Stored data entries
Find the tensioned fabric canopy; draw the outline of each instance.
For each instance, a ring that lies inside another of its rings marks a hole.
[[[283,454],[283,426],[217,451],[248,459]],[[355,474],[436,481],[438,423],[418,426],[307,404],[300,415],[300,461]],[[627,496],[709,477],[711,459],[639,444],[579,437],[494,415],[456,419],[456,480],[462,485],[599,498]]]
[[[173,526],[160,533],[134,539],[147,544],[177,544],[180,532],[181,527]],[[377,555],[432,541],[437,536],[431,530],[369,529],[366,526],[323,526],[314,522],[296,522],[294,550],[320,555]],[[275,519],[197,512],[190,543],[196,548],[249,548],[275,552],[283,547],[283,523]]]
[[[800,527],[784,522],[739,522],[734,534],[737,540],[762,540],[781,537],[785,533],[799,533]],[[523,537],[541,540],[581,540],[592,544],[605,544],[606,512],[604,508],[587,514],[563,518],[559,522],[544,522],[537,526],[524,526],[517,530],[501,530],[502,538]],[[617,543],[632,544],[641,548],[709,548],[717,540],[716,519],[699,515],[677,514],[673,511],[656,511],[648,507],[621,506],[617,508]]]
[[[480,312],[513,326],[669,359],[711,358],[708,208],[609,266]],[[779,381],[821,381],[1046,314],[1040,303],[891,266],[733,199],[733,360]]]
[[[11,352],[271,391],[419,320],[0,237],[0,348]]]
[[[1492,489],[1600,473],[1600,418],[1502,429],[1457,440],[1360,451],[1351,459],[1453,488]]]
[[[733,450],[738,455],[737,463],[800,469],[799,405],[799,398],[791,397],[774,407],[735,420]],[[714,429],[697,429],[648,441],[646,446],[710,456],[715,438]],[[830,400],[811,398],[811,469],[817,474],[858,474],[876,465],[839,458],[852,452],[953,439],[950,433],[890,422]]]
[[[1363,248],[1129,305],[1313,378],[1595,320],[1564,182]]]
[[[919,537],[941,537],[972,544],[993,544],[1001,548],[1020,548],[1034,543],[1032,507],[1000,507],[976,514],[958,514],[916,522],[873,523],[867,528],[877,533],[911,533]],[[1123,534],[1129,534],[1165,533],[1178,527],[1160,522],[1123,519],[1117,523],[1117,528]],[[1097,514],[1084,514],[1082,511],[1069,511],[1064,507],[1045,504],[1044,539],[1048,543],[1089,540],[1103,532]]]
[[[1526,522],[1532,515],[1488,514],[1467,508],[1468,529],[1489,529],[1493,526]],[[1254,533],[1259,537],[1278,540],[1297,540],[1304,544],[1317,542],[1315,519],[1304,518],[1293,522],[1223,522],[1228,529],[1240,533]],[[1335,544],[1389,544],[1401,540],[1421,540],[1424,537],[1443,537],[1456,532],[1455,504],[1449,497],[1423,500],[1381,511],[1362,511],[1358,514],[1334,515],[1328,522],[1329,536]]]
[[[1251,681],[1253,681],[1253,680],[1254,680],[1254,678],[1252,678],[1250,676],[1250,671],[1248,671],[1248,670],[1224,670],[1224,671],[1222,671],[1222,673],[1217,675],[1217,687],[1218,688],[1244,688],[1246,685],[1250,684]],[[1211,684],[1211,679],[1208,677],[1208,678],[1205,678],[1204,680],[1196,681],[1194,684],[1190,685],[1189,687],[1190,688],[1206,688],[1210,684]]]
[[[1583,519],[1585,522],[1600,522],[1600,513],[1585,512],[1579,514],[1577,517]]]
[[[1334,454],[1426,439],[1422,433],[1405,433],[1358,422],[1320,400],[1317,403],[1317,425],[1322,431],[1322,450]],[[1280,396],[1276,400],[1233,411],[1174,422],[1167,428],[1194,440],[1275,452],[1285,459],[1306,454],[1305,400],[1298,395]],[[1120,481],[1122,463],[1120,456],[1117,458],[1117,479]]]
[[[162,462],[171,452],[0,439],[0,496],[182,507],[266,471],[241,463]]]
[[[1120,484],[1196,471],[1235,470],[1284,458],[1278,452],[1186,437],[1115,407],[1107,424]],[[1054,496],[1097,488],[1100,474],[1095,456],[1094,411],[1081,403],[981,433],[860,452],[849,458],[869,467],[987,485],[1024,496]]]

REQUIRED ACTION:
Go through the entries above and report every line in which the word "each" appears.

RESPONSE BELOW:
Find the tensioned fabric canopy; draw the outline of each instance.
For each instance, a ring that lies inside another of its rings marks a hole.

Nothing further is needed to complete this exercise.